STATED EXERCISE. Show each line from the rows below that contains the word "glass", copying it unchanged.

PROVIDED INFORMATION.
***
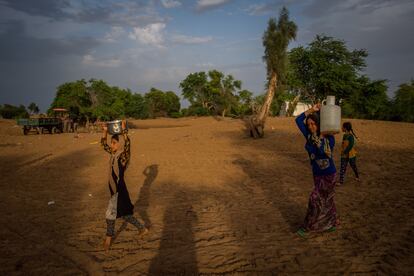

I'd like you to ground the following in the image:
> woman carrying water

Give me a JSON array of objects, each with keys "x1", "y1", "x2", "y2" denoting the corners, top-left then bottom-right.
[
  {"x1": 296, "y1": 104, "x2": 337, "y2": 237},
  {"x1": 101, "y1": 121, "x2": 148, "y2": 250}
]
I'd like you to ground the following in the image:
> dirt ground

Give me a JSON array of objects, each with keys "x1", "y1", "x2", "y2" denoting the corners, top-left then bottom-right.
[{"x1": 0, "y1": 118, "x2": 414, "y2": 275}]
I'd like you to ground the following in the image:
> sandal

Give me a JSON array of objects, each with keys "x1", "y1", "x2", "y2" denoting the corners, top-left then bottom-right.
***
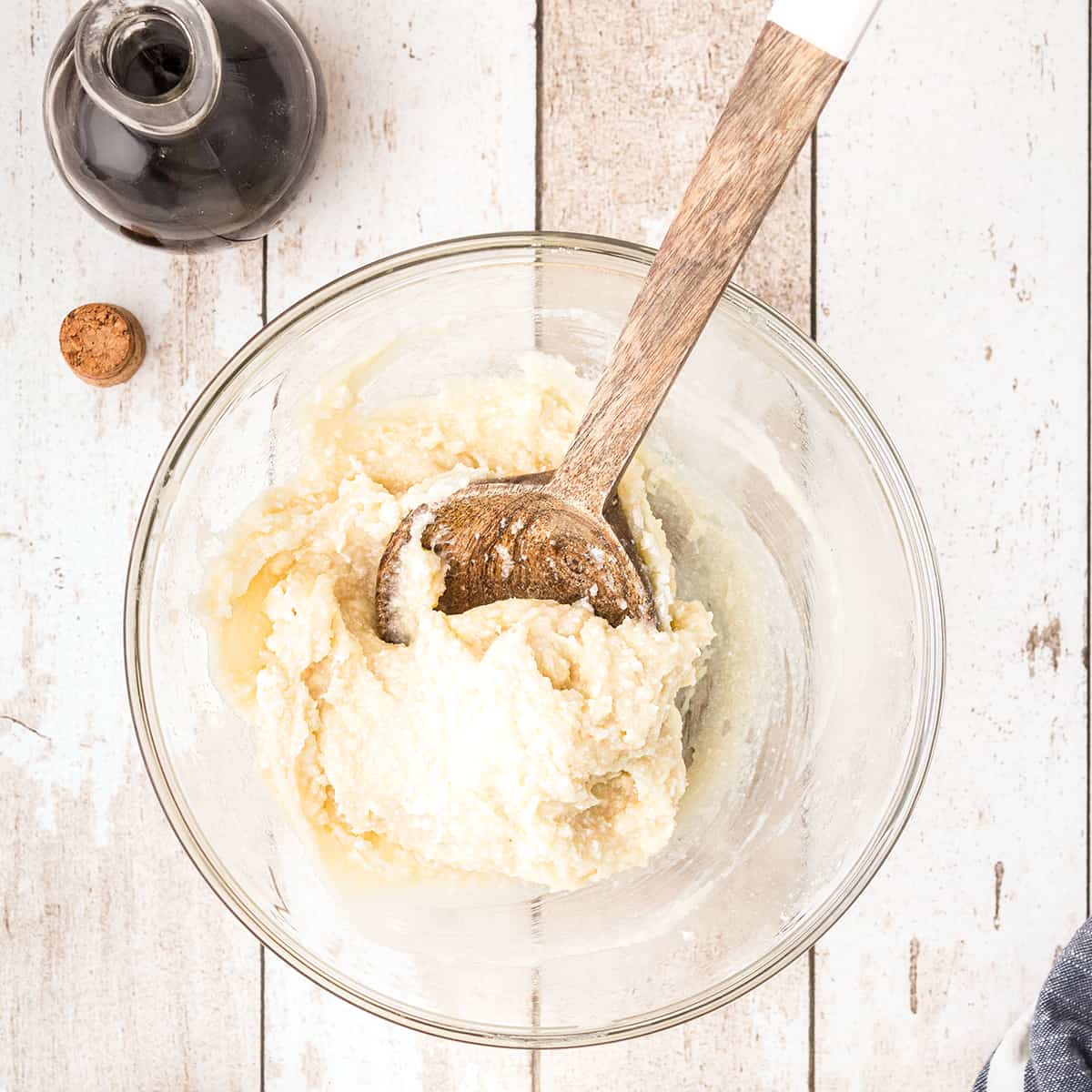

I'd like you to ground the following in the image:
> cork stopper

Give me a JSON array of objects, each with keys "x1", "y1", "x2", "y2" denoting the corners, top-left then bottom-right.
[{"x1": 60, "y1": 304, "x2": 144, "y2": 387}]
***
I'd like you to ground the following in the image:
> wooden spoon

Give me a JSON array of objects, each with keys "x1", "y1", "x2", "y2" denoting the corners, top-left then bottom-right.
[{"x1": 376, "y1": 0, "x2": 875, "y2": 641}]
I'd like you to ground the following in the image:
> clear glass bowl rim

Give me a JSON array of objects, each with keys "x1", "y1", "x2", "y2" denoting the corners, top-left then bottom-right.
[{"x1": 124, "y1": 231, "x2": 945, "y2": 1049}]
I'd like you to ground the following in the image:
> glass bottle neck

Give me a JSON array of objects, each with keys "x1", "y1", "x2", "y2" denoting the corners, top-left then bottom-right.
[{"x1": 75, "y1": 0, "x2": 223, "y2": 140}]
***
WRITTEN RESPONSE.
> clear glass bowl rim
> glass bottle neck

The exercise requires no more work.